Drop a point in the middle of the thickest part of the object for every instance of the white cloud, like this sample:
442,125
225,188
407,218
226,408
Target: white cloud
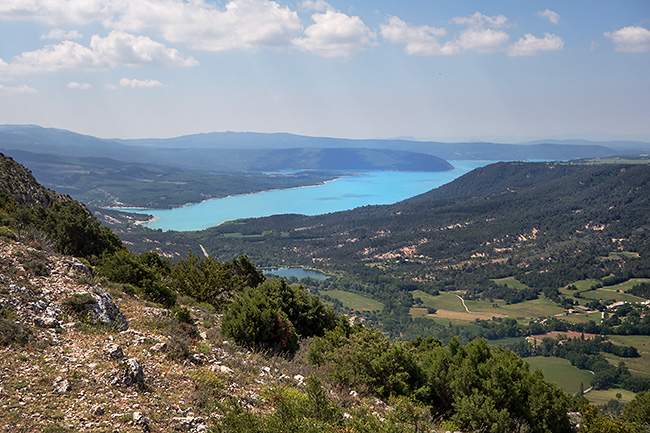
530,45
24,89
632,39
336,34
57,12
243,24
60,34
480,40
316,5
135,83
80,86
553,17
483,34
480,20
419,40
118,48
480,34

+ + + + + + +

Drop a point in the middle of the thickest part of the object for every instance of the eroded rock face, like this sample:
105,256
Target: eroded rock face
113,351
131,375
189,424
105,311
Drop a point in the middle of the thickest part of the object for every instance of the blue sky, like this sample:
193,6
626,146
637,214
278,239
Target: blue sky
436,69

+ + + + + + +

• [Exercise objective]:
Which lines above contain the word "Target", with case counting? Pick them out and copy each one.

• [Answer]:
Target: white cloud
Target: eroded rock face
Target: blue sky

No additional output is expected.